» Requirement
Using the data below, count the lines that carry the string "water" and write only the count.

Records from a collection:
——
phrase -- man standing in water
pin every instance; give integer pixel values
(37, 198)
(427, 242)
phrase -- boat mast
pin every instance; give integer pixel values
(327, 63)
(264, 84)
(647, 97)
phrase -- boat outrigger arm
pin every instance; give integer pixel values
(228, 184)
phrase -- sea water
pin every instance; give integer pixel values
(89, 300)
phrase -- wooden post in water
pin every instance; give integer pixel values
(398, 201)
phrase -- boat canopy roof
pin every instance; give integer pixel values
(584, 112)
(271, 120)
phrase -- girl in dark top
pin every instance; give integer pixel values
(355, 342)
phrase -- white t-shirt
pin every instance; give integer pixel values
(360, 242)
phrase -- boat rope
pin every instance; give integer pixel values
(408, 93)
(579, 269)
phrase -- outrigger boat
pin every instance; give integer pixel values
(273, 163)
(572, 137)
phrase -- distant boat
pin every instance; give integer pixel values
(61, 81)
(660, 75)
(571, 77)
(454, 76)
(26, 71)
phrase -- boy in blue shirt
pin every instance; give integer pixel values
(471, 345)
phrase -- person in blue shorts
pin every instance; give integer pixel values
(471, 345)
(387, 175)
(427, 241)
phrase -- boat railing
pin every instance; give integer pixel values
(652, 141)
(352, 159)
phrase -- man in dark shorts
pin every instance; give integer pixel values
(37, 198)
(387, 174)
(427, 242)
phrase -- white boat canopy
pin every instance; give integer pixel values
——
» Response for this exercise
3